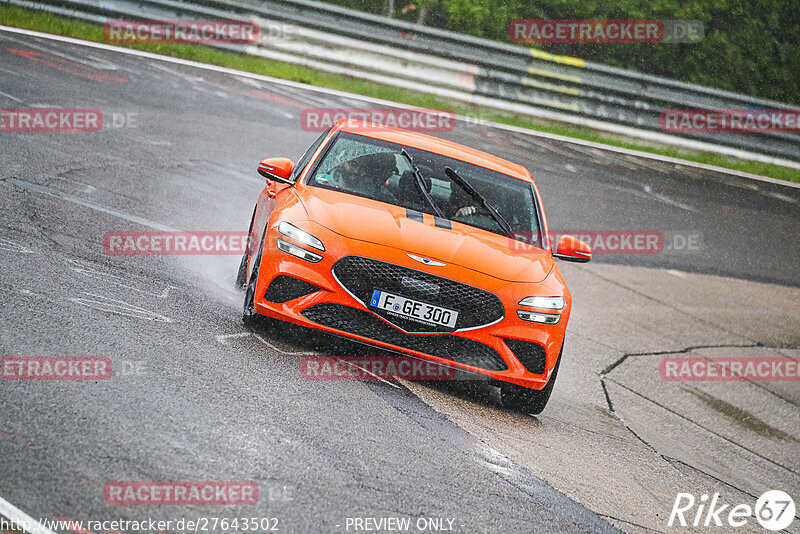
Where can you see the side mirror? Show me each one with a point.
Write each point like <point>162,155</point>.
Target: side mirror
<point>572,249</point>
<point>276,169</point>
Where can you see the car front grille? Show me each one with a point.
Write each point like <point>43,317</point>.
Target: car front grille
<point>285,288</point>
<point>361,276</point>
<point>363,323</point>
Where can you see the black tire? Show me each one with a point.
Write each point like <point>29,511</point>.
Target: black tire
<point>241,275</point>
<point>249,315</point>
<point>530,401</point>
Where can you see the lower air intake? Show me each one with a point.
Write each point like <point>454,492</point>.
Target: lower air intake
<point>363,323</point>
<point>530,355</point>
<point>285,288</point>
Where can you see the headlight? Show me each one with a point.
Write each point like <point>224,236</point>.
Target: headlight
<point>300,252</point>
<point>535,317</point>
<point>300,236</point>
<point>548,303</point>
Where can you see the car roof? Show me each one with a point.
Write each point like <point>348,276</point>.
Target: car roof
<point>433,144</point>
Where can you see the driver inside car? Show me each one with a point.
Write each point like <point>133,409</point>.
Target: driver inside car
<point>460,204</point>
<point>365,175</point>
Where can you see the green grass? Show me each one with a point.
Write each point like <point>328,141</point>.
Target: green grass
<point>46,22</point>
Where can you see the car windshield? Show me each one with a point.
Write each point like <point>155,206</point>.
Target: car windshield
<point>378,170</point>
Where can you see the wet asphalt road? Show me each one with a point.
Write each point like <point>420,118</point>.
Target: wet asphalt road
<point>197,396</point>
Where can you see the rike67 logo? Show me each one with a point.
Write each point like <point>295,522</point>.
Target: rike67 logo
<point>774,510</point>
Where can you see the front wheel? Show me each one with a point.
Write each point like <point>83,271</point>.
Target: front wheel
<point>249,315</point>
<point>529,400</point>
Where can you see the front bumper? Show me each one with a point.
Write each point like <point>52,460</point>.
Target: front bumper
<point>330,307</point>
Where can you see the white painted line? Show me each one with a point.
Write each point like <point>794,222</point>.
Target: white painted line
<point>223,338</point>
<point>85,203</point>
<point>119,307</point>
<point>276,349</point>
<point>11,97</point>
<point>524,131</point>
<point>23,520</point>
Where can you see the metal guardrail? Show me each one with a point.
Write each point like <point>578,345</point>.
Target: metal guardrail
<point>488,73</point>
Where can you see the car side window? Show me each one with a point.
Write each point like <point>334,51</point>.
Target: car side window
<point>305,158</point>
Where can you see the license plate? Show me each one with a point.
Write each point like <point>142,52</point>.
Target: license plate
<point>414,309</point>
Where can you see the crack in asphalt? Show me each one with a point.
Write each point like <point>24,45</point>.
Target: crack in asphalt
<point>663,303</point>
<point>710,431</point>
<point>471,446</point>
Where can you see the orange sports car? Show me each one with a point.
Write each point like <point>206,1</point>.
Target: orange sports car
<point>416,245</point>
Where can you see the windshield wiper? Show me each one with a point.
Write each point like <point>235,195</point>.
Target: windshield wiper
<point>471,191</point>
<point>420,181</point>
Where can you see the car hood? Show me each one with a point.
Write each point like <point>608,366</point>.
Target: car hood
<point>466,246</point>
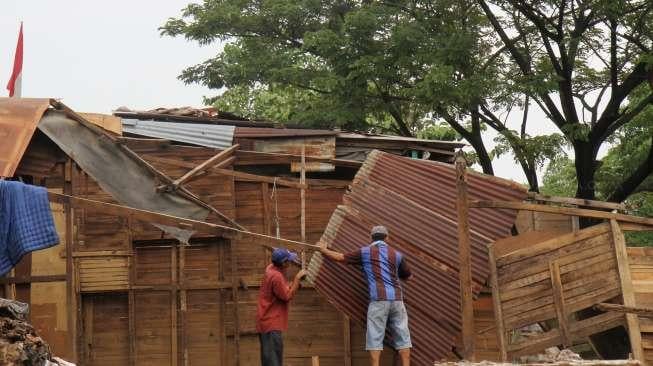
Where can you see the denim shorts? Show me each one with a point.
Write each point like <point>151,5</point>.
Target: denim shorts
<point>392,313</point>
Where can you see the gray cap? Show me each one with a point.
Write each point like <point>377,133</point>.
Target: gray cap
<point>380,230</point>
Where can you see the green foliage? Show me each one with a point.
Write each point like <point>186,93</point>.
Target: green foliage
<point>535,149</point>
<point>383,65</point>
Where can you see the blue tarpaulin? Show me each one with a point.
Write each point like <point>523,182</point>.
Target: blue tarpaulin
<point>26,222</point>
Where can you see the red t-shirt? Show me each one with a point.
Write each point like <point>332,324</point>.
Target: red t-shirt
<point>273,298</point>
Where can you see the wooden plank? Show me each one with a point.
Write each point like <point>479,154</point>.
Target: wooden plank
<point>234,295</point>
<point>559,302</point>
<point>302,198</point>
<point>496,301</point>
<point>71,298</point>
<point>183,303</point>
<point>346,340</point>
<point>579,330</point>
<point>464,250</point>
<point>562,210</point>
<point>188,224</point>
<point>22,280</point>
<point>552,244</point>
<point>634,332</point>
<point>131,313</point>
<point>173,306</point>
<point>640,311</point>
<point>217,158</point>
<point>577,201</point>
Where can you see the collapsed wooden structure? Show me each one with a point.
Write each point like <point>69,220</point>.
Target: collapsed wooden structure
<point>121,291</point>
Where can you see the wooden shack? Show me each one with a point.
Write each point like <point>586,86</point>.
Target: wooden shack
<point>119,291</point>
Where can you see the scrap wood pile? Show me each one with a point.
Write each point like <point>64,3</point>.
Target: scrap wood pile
<point>19,342</point>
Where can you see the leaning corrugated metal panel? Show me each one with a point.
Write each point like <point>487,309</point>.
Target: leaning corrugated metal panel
<point>217,136</point>
<point>416,200</point>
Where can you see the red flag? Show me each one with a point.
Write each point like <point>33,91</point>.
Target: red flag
<point>15,82</point>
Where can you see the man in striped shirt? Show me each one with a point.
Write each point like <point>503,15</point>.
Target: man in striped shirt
<point>383,267</point>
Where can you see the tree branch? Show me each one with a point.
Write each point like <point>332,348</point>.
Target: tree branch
<point>627,116</point>
<point>630,184</point>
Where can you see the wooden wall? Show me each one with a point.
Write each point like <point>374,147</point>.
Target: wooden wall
<point>641,268</point>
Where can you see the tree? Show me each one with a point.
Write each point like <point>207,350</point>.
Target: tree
<point>555,47</point>
<point>396,66</point>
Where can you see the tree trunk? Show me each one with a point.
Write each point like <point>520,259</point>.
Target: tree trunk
<point>483,157</point>
<point>585,169</point>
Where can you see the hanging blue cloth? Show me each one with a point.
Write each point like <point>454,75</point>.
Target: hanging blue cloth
<point>26,222</point>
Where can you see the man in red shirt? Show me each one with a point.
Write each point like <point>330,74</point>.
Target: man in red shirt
<point>384,268</point>
<point>272,309</point>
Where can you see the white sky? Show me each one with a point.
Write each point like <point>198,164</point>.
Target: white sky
<point>100,55</point>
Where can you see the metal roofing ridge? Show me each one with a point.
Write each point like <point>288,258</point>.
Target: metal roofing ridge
<point>491,178</point>
<point>33,110</point>
<point>362,136</point>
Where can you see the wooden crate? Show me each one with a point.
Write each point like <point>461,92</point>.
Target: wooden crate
<point>554,278</point>
<point>641,267</point>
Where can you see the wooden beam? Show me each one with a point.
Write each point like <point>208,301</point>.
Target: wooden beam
<point>559,302</point>
<point>235,300</point>
<point>248,177</point>
<point>302,199</point>
<point>562,210</point>
<point>496,302</point>
<point>131,261</point>
<point>71,296</point>
<point>223,164</point>
<point>465,261</point>
<point>346,340</point>
<point>217,158</point>
<point>577,201</point>
<point>181,191</point>
<point>188,224</point>
<point>628,293</point>
<point>23,280</point>
<point>640,311</point>
<point>174,351</point>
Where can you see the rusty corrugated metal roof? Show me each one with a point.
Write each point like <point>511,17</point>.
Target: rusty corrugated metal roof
<point>258,132</point>
<point>18,120</point>
<point>416,200</point>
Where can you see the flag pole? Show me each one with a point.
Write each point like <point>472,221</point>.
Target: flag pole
<point>15,81</point>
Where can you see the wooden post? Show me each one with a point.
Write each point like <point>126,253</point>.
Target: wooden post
<point>634,331</point>
<point>346,338</point>
<point>71,296</point>
<point>302,181</point>
<point>234,298</point>
<point>221,306</point>
<point>496,300</point>
<point>464,248</point>
<point>132,302</point>
<point>182,304</point>
<point>559,302</point>
<point>173,305</point>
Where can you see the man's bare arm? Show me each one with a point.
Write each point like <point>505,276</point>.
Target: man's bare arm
<point>332,254</point>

- Requirement:
Put the rows above into a two-column CSV with the header instruction,points and one line per row. Each field goes in double quotes with line breaks replaced by spaces, and the pictures are left out.

- Result below:
instruction,points
"Where can you see the side mirror? Show me each one with a point. Write each point like <point>162,155</point>. Target: side mirror","<point>572,249</point> <point>276,169</point>"
"Where can you see the car front grille? Show me each one with a point. Write each point like <point>43,317</point>. Target: car front grille","<point>285,288</point> <point>361,276</point> <point>363,323</point>"
"Where can you see the black tire? Show me each one with a point. Write each point like <point>29,511</point>. Target: black tire","<point>241,275</point> <point>249,315</point> <point>530,401</point>"
"Where can you see the lower air intake? Show me each one with a point. Write each point like <point>454,492</point>. Target: lower air intake","<point>363,323</point> <point>530,355</point> <point>285,288</point>"
"Where can you see the headlight? Show me each one with a point. Write each point like <point>224,236</point>. Target: headlight","<point>300,252</point> <point>535,317</point> <point>300,236</point> <point>548,303</point>"
"Where can you see the car roof? Show me each one with a point. Write each point like <point>348,276</point>. Target: car roof","<point>433,144</point>"
"Where can you see the driver inside car? Show me each one with a point. Write each point like <point>133,409</point>. Target: driver inside car","<point>460,204</point> <point>365,175</point>"
"Where can you see the green grass? Show me each one with a point. Write each point like <point>328,141</point>. Target: green grass","<point>46,22</point>"
"Where can you see the car windshield? Show me each one with a point. Write each point like <point>155,206</point>. Target: car windshield","<point>378,170</point>"
"Where can you see the wet asphalt road? Show me each one with a point. Write each point like <point>420,118</point>. Target: wet asphalt road","<point>197,396</point>"
"Where can you see the rike67 logo? Show me each one with a point. Write each point like <point>295,522</point>. Target: rike67 logo","<point>774,510</point>"
"Where can you see the front wheel? Show me each one with a point. Write each point like <point>83,271</point>. Target: front wheel","<point>249,315</point> <point>529,400</point>"
"Where can you see the front bumper? Show me each one with a point. Write each point like <point>52,460</point>. Target: front bumper","<point>330,307</point>"
"Where can you see the white painted line? Show me each one with a point. Write each point like <point>794,222</point>. Target: white painted line","<point>223,338</point> <point>85,203</point> <point>119,307</point> <point>276,349</point> <point>11,97</point> <point>524,131</point> <point>23,520</point>"
"Where can you see the metal guardrail? Show me each one with a point. Write each point like <point>578,345</point>. Target: metal guardrail","<point>488,73</point>"
"Where can you see the car side window? Show me each one with a point. Write each point like <point>334,51</point>. Target: car side window","<point>305,158</point>"
"Where can you see the license plate? Show me each one with a point. Write each point like <point>142,52</point>. Target: license plate","<point>414,309</point>"
"Where can you see the crack in asphalt? Show me each one with a point. Write each point like <point>24,45</point>. Target: crack in asphalt","<point>663,303</point> <point>710,431</point> <point>471,446</point>"
"Where can you see the orange sports car? Show me each one with a point. Write each point like <point>206,1</point>. Target: orange sports car","<point>416,245</point>"
"Where can you see the windshield wiper? Show me each one with a point. Write each point like <point>235,195</point>. Target: windshield wiper","<point>471,191</point> <point>420,181</point>"
"Where can you see the car hood? Show me each one with a point. Write each point like <point>608,366</point>. Target: car hood","<point>466,246</point>"
"Where can you see the denim shorts? Show me each one with a point. Write each point like <point>151,5</point>. Target: denim shorts","<point>392,313</point>"
"Where can you see the gray cap? Show me each one with a point. Write each point like <point>377,133</point>. Target: gray cap","<point>380,230</point>"
"Where can you see the green foliage? Show me each one with a point. Write each point like <point>186,93</point>. Target: green foliage","<point>535,149</point> <point>383,65</point>"
"Where can you see the blue tarpaulin? Show me each one with a point. Write each point like <point>523,182</point>. Target: blue tarpaulin","<point>26,222</point>"
"Where can you see the red t-shirt? Show me each one with a point. Write each point like <point>332,324</point>. Target: red t-shirt","<point>273,298</point>"
"Where can you see the wooden plank? Show me each one with a point. Write each point like <point>479,154</point>. Target: wooden plank","<point>234,295</point> <point>559,302</point> <point>302,198</point> <point>496,301</point> <point>71,298</point> <point>183,303</point> <point>346,340</point> <point>579,330</point> <point>464,250</point> <point>562,210</point> <point>188,224</point> <point>22,280</point> <point>552,244</point> <point>634,332</point> <point>131,313</point> <point>173,306</point> <point>640,311</point> <point>217,158</point> <point>577,201</point>"
"Where can you see the collapsed wooden structure? Show me each one with a point. Write each point like <point>69,220</point>. Target: collapsed wooden structure","<point>121,291</point>"
"Where can you see the wooden shack? Show me each one with a point. Write each point like <point>586,86</point>. Target: wooden shack","<point>119,291</point>"
"Where can you see the scrap wood pile? Show me each one with a point. Write each point like <point>64,3</point>. Target: scrap wood pile","<point>19,342</point>"
"Where can you see the leaning corrugated metal panel? Show me each one with a point. Write each point like <point>487,309</point>. Target: leaning corrugated metal panel","<point>217,136</point> <point>416,200</point>"
"Where can you see the red flag? Show me each one with a point. Write each point like <point>33,91</point>. Target: red flag","<point>15,82</point>"
"Where can you see the man in striped shirt? Show me each one with a point. Write each point like <point>503,15</point>. Target: man in striped shirt","<point>383,267</point>"
"Where can you see the tree branch? Show me each one with a point. Write each point like <point>332,348</point>. Target: tree branch","<point>627,116</point> <point>630,184</point>"
"Where can you see the wooden wall? Show me each one with a point. Write each point like <point>374,147</point>. Target: wooden wall","<point>641,268</point>"
"Where can you see the tree? Show me each one with a point. Write each point like <point>207,350</point>. Target: tree","<point>555,47</point> <point>396,66</point>"
"Where can you see the tree trunk? Show me each one with a point. Write each point like <point>520,259</point>. Target: tree trunk","<point>483,157</point> <point>585,169</point>"
"Where can you see the hanging blue cloth? Show me each one with a point. Write each point like <point>454,75</point>. Target: hanging blue cloth","<point>26,222</point>"
"Where can you see the man in red shirt? Show me each one with a point. Write each point like <point>330,74</point>. Target: man in red shirt","<point>384,268</point> <point>272,309</point>"
"Where can you see the white sky? Show me each one with a point. Write each point like <point>198,164</point>. Target: white sky","<point>100,55</point>"
"Where can you see the metal roofing ridge? Show me each one with a point. Write each point like <point>288,258</point>. Target: metal roofing ridge","<point>491,178</point> <point>33,110</point> <point>362,136</point>"
"Where can you see the wooden crate? Show me each one with a point. Write each point like <point>461,92</point>. Target: wooden crate","<point>554,278</point> <point>641,267</point>"
"Where can you see the wooden beam? Show me each one with a point. Write each point like <point>208,301</point>. Target: wooden beam","<point>559,302</point> <point>235,300</point> <point>248,177</point> <point>302,199</point> <point>562,210</point> <point>496,302</point> <point>131,261</point> <point>71,296</point> <point>223,164</point> <point>465,261</point> <point>346,340</point> <point>217,158</point> <point>577,201</point> <point>181,191</point> <point>188,224</point> <point>628,293</point> <point>23,280</point> <point>640,311</point> <point>174,351</point>"
"Where can you see the rusty corrugated metal roof? Show me each one with a point. Write each point like <point>511,17</point>. Target: rusty corrugated metal roof","<point>258,132</point> <point>18,120</point> <point>416,200</point>"
"Where can you see the flag pole? Show me each one with a point. Write each point like <point>472,221</point>. Target: flag pole","<point>15,81</point>"
"Where can you see the wooden post? Show me each one with a point. Write each point like <point>126,253</point>. Target: wooden post","<point>634,331</point> <point>346,338</point> <point>71,296</point> <point>302,181</point> <point>234,298</point> <point>221,306</point> <point>496,300</point> <point>464,248</point> <point>132,302</point> <point>182,304</point> <point>559,302</point> <point>173,305</point>"
"Where can you see the man's bare arm? Show me each one with a point. Write each point like <point>505,276</point>. Target: man's bare arm","<point>332,254</point>"